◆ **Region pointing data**
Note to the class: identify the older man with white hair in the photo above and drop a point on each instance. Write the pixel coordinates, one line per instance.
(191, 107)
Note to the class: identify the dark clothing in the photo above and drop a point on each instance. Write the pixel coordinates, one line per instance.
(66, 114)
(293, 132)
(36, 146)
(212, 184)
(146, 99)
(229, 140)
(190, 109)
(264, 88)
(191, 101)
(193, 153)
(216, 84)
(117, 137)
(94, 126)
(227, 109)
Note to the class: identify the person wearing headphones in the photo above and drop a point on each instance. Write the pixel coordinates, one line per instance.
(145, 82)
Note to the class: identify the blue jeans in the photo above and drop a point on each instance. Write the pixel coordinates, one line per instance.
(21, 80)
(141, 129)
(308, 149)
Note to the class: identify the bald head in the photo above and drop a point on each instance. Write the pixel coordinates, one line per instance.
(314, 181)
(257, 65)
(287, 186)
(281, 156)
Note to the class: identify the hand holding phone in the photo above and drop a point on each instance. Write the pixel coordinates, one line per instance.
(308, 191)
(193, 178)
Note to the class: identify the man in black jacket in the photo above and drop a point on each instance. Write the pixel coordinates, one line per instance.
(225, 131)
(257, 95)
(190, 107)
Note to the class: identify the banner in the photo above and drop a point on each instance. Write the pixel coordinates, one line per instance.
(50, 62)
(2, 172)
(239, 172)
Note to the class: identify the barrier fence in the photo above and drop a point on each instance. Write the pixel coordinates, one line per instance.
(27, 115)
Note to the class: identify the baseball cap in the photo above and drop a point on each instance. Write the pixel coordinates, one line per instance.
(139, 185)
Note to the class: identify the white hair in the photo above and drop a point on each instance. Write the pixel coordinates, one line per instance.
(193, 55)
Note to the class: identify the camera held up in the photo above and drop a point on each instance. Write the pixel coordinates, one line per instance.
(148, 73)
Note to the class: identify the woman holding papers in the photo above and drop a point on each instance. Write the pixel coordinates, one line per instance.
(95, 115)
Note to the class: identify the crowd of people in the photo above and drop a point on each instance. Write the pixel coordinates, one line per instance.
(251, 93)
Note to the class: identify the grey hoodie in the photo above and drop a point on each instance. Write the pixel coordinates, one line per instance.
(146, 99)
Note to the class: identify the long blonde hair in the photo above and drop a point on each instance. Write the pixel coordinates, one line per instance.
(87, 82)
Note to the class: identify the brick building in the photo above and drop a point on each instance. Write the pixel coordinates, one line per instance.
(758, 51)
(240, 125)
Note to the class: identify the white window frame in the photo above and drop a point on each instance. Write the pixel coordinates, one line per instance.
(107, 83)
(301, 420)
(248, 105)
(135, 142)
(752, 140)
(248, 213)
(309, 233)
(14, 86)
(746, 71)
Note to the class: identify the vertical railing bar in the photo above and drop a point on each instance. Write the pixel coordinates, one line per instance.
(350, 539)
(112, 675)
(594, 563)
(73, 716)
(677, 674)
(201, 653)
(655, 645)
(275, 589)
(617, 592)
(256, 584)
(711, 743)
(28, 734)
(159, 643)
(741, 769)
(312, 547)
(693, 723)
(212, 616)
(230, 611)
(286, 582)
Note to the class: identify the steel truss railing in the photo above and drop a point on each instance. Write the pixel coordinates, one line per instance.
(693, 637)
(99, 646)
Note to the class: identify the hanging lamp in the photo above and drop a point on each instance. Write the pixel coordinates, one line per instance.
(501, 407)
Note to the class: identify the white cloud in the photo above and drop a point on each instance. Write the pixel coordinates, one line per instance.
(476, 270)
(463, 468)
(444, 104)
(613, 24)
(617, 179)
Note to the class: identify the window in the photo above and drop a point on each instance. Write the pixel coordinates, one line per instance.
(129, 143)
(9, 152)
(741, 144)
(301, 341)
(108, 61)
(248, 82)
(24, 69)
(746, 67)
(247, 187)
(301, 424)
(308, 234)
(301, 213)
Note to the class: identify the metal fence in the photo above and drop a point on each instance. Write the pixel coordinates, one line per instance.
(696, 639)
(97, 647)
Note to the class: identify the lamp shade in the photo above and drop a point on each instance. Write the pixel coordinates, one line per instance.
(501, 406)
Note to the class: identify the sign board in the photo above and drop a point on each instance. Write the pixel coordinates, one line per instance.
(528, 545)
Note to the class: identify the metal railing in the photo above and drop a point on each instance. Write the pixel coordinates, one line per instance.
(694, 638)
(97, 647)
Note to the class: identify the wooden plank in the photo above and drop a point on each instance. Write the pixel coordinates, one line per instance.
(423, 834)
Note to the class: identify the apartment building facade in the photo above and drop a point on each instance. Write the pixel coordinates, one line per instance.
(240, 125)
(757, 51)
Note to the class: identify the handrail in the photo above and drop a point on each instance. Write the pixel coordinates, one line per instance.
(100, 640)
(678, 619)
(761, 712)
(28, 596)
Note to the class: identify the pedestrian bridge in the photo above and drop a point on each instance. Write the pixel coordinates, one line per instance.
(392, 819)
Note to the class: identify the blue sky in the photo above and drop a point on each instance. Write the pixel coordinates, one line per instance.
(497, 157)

◆ **REQUIREMENT**
Please copy each entry. Leave nothing out.

◆ **SOLUTION TO THIS EXERCISE**
Note to the class: identify the older man with white hair in the photo above and drop a point on each instance. Write the pixel coordinates, one line per instance.
(191, 107)
Note to the class: identify the dark clothing in the photo above and drop a point on each instance. Write the pixel coordinates, one line per instance.
(66, 114)
(293, 132)
(36, 146)
(212, 184)
(146, 99)
(229, 140)
(190, 109)
(264, 88)
(191, 101)
(193, 153)
(216, 84)
(117, 137)
(94, 126)
(227, 109)
Note to the class: identify the person wearing headphones in the photo above and drop a point on each instance. Write the pixel coordinates, one line per instance.
(145, 82)
Note to the class: identify the blue jeans in the photo above and drop a point on each instance. Write the pixel coordinates, one line per instance.
(21, 80)
(141, 129)
(308, 149)
Note to the class: identify the bald head in the photo above and drop a point on each instance. Write the pixel coordinates, one line per instance.
(314, 181)
(257, 65)
(287, 186)
(281, 156)
Note to the class: identify the hand holding phone in the photo above and drop a point on each instance. Write the pixel coordinates, one line per instance.
(308, 191)
(193, 178)
Note to the class: identify the man in black jacket in the photo above and drop a point on each instance. Write the pixel coordinates, one line per instance.
(225, 131)
(257, 95)
(190, 107)
Note to the class: identify the banner in the photo above and drop a point on each instance. Write the pixel coordinates, one line per instance.
(50, 62)
(2, 172)
(239, 172)
Note to the class: identify the barrier fence in the photo above and drop a point on each instance. Write the pixel coordinates, one line per instance.
(27, 115)
Note to the class: identify the baseball cap in the photo above and drop a point on each instance. Write the pixel coordinates, one line per instance.
(139, 185)
Note to the class: identify the white hair in the photo above and drop a point on each instance. Write the pixel coordinates, one line per instance.
(193, 55)
Note to the class: identify the camera held up in the photo above and drop a point on each instance. Write the pixel coordinates, one line per instance.
(148, 73)
Note to the class: identify the woman holding papers in the photo above and drop a point on each instance. Write the pixel coordinates, one line per instance.
(95, 115)
Note to the class: identify the crowd of people in the photo above and drop a point on each instance. Write the pixel coordinates, one line per instance.
(251, 93)
Note to the class: identify the grey hoodie in the photo above and drop a point on each instance. Write the pixel coordinates, one line per instance.
(146, 99)
Note to the class: identify the long blonde hair in the photo above and drop a point on each instance. Write the pixel coordinates, one line per instance.
(87, 82)
Note to the class: identify the brick building in the photo above and drop a point on each instance. Write the pixel coordinates, one line per instance.
(758, 51)
(240, 125)
Note to the class: identify the white window frame in the photo above and drop a point on each instance. Write the pixel coordinates, one line per instance.
(107, 83)
(301, 420)
(248, 105)
(135, 142)
(752, 140)
(248, 213)
(309, 233)
(14, 86)
(746, 71)
Note to the class: identify the vertical railing bar in the photo above and drop a point on each instance. Write the pixel coordinates, one line per instance.
(350, 539)
(112, 675)
(594, 563)
(73, 716)
(677, 674)
(201, 653)
(655, 645)
(275, 589)
(617, 592)
(256, 584)
(711, 743)
(28, 734)
(159, 643)
(741, 769)
(312, 547)
(693, 723)
(212, 616)
(230, 611)
(286, 582)
Note to the class: identify the steel truss railing in the photo above and drop a point on each instance. Write the pixel coordinates, one line per instance.
(693, 637)
(99, 646)
Note to the class: identify the hanging lamp in the photo above and drop a point on each instance. Write the pixel coordinates, one line per instance.
(501, 407)
Note to the class: identify the white cloud in the photo above and drop a point on each instance. Write the pixel coordinates, one line per instance.
(476, 270)
(463, 468)
(444, 104)
(613, 24)
(617, 179)
Note to the class: identify the window in the photo above and drop a point on each instance. Write the pixel coordinates, one line per instance.
(129, 143)
(9, 152)
(741, 144)
(301, 341)
(108, 61)
(248, 82)
(24, 69)
(746, 67)
(247, 187)
(301, 424)
(308, 234)
(301, 213)
Note to the class: identify the metal fence in the photo above and drop a point on each instance. Write the pixel coordinates, one line per instance.
(696, 639)
(97, 647)
Note to the class: identify the lamp shade in the photo above and drop a point on each instance. Write the pixel coordinates, one line per instance.
(501, 406)
Note to the class: identify the sign board in the photo above and drop a point on each instance. Write the pixel coordinates, one line per instance.
(528, 545)
Note to the class: identify the metal railing in the photo above and drop a point on each instance. Write the pixel coordinates, one line per instance.
(694, 638)
(97, 647)
Note to the class: identify the wooden plank in the photo above and drop a point on each instance. Write the pixel coordinates, one line per instance.
(423, 834)
Note to the class: identify the apartment building facade in the photo above and drop a point on each instance. Write the pixel coordinates, one line per instance.
(240, 125)
(757, 51)
Note to the class: identify the handrail in the photo above and drop a point on each instance. Write the pixel coordinates, one line per instance.
(100, 640)
(678, 619)
(761, 712)
(28, 596)
Note to the class: identify the pedestrian bridge in the photo above and drop a point on each instance. Write the pixel coordinates, one line per instance.
(392, 819)
Note to the class: identify the blue sky in the photo above and drop a point on each instance. Write the pixel coordinates, one line per instance.
(497, 157)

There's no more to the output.